Extracted data
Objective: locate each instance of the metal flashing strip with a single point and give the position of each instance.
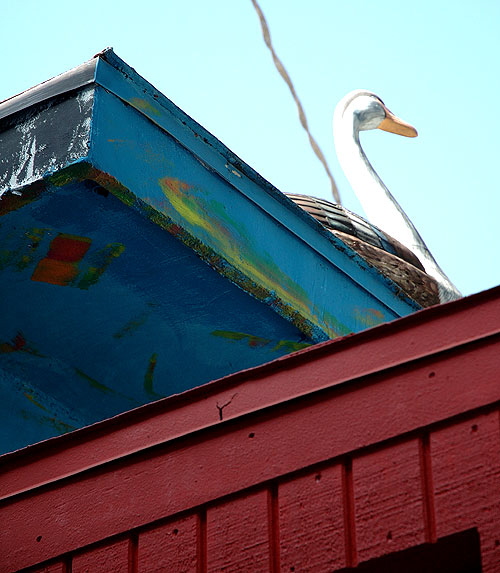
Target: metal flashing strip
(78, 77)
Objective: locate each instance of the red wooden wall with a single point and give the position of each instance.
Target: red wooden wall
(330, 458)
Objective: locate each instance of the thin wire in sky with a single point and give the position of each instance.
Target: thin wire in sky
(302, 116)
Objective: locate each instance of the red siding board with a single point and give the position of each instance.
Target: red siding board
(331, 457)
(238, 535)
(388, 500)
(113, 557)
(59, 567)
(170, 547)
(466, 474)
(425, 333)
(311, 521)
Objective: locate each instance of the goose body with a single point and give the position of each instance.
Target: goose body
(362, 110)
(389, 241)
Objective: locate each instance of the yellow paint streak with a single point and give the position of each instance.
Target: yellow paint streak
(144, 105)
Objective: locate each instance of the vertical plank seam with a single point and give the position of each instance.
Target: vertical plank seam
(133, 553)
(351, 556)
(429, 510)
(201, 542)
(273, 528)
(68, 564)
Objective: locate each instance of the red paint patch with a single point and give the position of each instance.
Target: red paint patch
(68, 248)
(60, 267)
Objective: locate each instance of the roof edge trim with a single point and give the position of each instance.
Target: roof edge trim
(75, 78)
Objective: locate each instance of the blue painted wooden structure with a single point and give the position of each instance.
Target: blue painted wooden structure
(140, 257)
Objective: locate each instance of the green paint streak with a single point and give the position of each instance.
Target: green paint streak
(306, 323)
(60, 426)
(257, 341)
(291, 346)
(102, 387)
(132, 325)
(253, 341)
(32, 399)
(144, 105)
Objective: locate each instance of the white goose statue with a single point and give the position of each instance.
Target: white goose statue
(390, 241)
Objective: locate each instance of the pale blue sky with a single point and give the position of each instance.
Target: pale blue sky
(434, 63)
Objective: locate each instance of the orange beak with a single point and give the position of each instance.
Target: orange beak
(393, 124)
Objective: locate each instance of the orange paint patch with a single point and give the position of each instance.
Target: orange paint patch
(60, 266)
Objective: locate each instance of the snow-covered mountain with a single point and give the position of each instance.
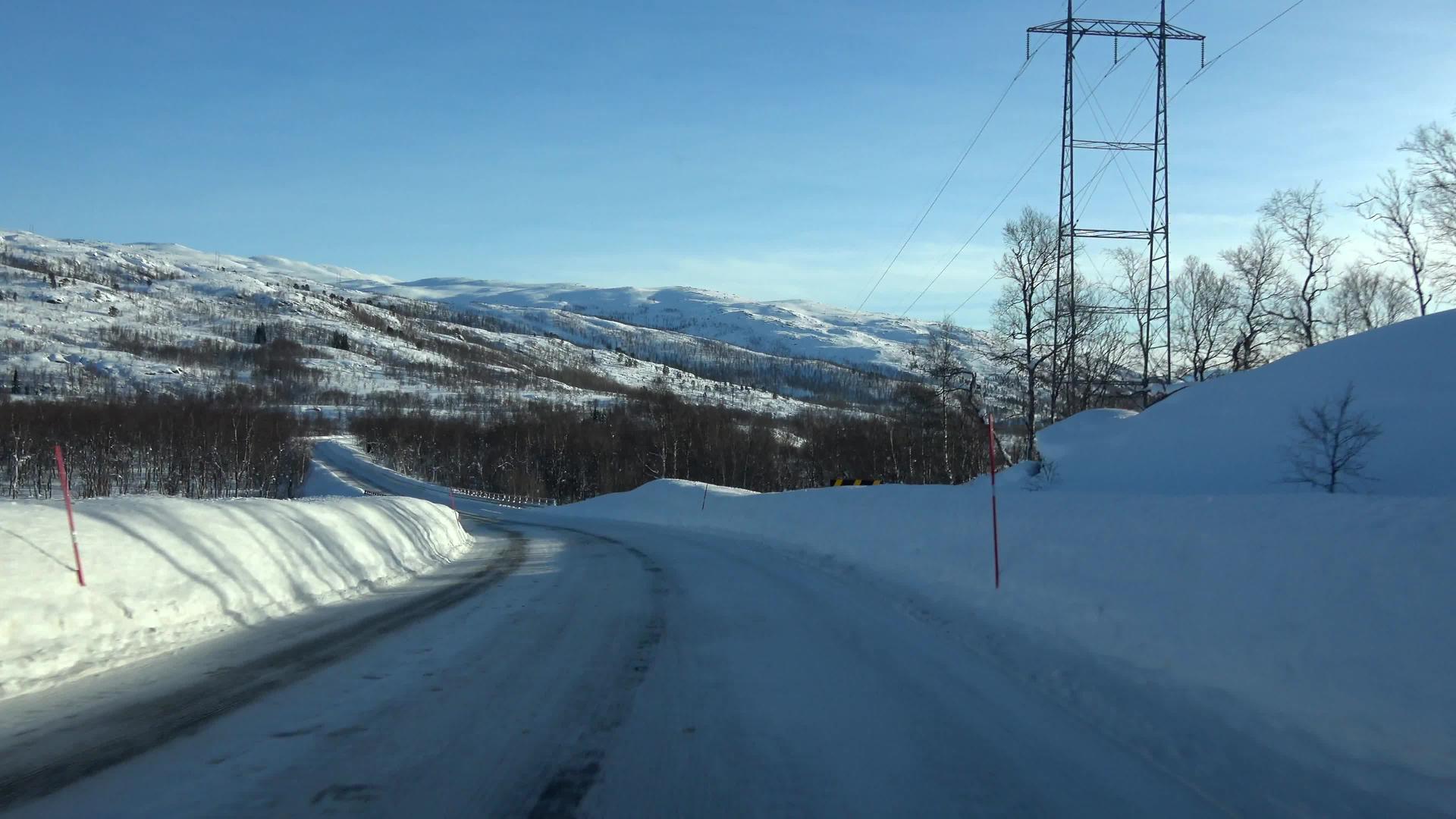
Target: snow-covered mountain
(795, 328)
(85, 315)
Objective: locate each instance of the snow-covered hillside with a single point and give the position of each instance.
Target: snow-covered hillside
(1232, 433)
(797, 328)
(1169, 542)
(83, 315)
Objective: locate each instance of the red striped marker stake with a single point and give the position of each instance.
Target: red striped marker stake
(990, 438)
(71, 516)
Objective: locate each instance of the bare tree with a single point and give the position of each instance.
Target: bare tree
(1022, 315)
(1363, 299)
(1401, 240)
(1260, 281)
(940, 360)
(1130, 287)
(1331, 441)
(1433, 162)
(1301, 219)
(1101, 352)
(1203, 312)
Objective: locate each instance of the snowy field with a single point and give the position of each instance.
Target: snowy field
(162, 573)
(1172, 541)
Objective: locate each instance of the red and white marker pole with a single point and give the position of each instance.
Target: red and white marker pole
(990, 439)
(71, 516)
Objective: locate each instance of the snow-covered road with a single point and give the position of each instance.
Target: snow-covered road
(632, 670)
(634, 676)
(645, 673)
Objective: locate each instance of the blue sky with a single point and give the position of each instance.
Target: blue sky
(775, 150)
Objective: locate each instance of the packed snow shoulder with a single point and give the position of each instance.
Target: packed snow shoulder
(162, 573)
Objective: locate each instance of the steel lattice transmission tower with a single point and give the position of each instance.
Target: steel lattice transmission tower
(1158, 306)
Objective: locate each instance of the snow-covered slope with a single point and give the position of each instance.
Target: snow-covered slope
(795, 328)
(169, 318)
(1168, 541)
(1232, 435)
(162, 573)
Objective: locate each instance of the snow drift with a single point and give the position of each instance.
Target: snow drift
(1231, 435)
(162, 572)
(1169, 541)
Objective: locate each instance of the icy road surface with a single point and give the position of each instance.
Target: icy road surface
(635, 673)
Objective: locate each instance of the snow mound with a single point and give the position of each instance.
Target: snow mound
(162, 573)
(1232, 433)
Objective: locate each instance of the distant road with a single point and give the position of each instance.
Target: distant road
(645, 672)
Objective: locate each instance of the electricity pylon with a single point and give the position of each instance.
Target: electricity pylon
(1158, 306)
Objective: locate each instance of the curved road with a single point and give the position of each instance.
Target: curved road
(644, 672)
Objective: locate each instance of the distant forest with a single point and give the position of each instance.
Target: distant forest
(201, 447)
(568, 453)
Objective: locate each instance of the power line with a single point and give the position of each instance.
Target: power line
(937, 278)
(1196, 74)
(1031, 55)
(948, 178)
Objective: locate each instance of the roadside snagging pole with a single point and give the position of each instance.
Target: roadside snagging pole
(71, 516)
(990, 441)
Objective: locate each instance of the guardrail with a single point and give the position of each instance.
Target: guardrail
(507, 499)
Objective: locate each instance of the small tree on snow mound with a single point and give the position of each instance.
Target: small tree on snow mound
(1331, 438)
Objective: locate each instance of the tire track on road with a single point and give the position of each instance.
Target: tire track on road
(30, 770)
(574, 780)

What is needed
Format all the entries above as a two-column CSV with the headers instruction and points, one row per entry, giving the entry's text and its answer each as a single quoted field with line breaks replaced by spaces. Leave the pictures out.

Response to the task
instruction,points
"Objective: locate each instance of the metal flashing strip with a single point and give the position of each instance. Target: metal flashing strip","(78, 77)"
"Objective: locate each instance of the red wooden wall with a single point and give the position of each instance. Target: red wooden wall","(330, 458)"
"Objective: locate each instance of the thin wire in sky with a single point and give the position of each instance. Target: thin wire in sky","(302, 116)"
"Objective: locate each instance of the red siding board with a single point and give the position of each instance. Target: red siding board","(331, 457) (238, 535) (388, 500) (113, 557) (59, 567) (170, 547) (466, 474) (425, 333) (311, 521)"
"Objective: locate each instance of the goose body with a single point and give the position of each instance. Target: goose body","(362, 110) (389, 241)"
"Objective: locate each instance of the yellow paint streak with a single point and give the position of each instance. Target: yellow paint streak","(144, 105)"
"Objective: locate each instance of the vertical plank seam with a single point and give the position of each instance. Target: vertical plank seam","(133, 553) (351, 556) (429, 510) (201, 542) (273, 528) (68, 564)"
"Objective: locate each instance of the red paint patch with a single point and give the position of each instance. Target: red paint patch","(68, 248) (60, 267)"
"Objective: locate each instance of the roof edge trim with a single point and give the position of each instance. Target: roof edge trim","(75, 78)"
"Objective: locate each instance of the blue painted wooden structure with a single point and give the position of each instance. Target: blue painted wooden structure","(140, 257)"
"Objective: locate each instance of the green paint streak with a single point and give the position of each instance. Target: green paint streak","(306, 323) (60, 426) (257, 341) (291, 346) (102, 387) (132, 325) (253, 341) (32, 399) (144, 105)"
"Objective: locate each instance of the white goose statue with a single point and give the position of each instance. Target: white goose statue","(390, 241)"
"Objective: locate each instance of the pale blue sky with a single point and give the position of each instance. Target: pale blue sky","(434, 63)"
"Objective: locate each instance of the orange beak with a single point and give the position of each instance. Target: orange beak","(393, 124)"
"Objective: locate each instance of the orange paint patch with a single point and give the position of each instance. Target: orange paint patch","(60, 266)"
"Objective: locate each instance of the snow-covered mountain with a single point and give the position of each instance. Target: snow-covered mountain","(795, 328) (85, 315)"
"Objective: locate each instance of the snow-covered hillside with a single point and give the position of each instance. Target: snow-covered hillside","(1232, 433) (797, 328) (1169, 542) (83, 315)"
"Objective: locate each instance of the red striped marker stake with a single point and give the position of each instance. Target: red striped marker stake","(990, 438) (71, 516)"
"Objective: locate each instance of the bare tree with a single point and give the position of each instance. Target: bare tree","(1022, 315) (1363, 299) (1401, 240) (1260, 281) (940, 360) (1130, 287) (1331, 441) (1433, 162) (1301, 219) (1101, 352) (1203, 312)"
"Objective: locate each instance of the snowy field with a single point and give the position of each instance. Target: snowy field","(162, 573) (1172, 541)"
"Objective: locate each instance of the red and white marker pole with a single point and give the position of each instance. Target: red and white marker pole","(990, 439) (71, 516)"
"Objective: locate each instance of the snow-covered road with a single point and give the position of each instance. Target: snow-covered road","(632, 670) (634, 676) (645, 673)"
"Objective: locate each instance of the blue sky with a single point and give the position of each instance. Target: blue sky","(775, 150)"
"Objective: locate each instance of the packed snow shoulder with a single point and give the position of each instance. Target: packed snow shoulder","(162, 573)"
"Objective: locate each instance of the steel lattice transmission tower with a single point and give the position of each instance. Target: steel lattice transmission tower","(1158, 306)"
"Objective: locate each instance of the snow-covered slope with a single point and give the position of each instance. Target: snow-covered slope","(795, 328) (169, 318) (1168, 541) (1232, 435) (162, 573)"
"Objective: locate each instance of the snow drift with a single point and give the position of each instance. Target: snow drift","(1231, 435) (162, 572) (1169, 541)"
"Objective: locate each instance of the icy road surface with a single point and give the position of each instance. Target: icy road surface","(635, 673)"
"Objective: locate each instance of the snow mound with a single point and give the position of each instance. Target: snow mound","(162, 573) (1232, 433)"
"Objective: locate each instance of the distant road with a single point and give the position of each instance. Target: distant road","(645, 672)"
"Objective: locate each instance of the electricity pylon with a single point and give the position of each instance. Target: electricity pylon","(1158, 306)"
"Objective: locate each instance of the curved road with a single point and give the position of each instance. Target: curved road","(644, 672)"
"Objective: locate each instance of the distant forest with a single point and give the position of each instance. Target: distant forest","(201, 447) (568, 453)"
"Objective: locate each instance of the power line with a single point and give the position of each instance. Target: power line","(937, 278) (1196, 74) (1031, 55) (948, 178)"
"Objective: locate each instance of the roadside snagging pole with a single point and give the position of each instance. Target: roadside snagging pole","(71, 516) (990, 441)"
"Objective: locate each instance of the guardrail with a single point and give the position of each instance. Target: guardrail","(507, 499)"
"Objective: locate each instance of the small tree on snow mound with a single point and give the position of each instance. Target: small tree on snow mound","(1331, 438)"
"Objective: locate each instance of the tire track on road with a single point and give the position of each instance. Target: tire track on road","(30, 770) (574, 780)"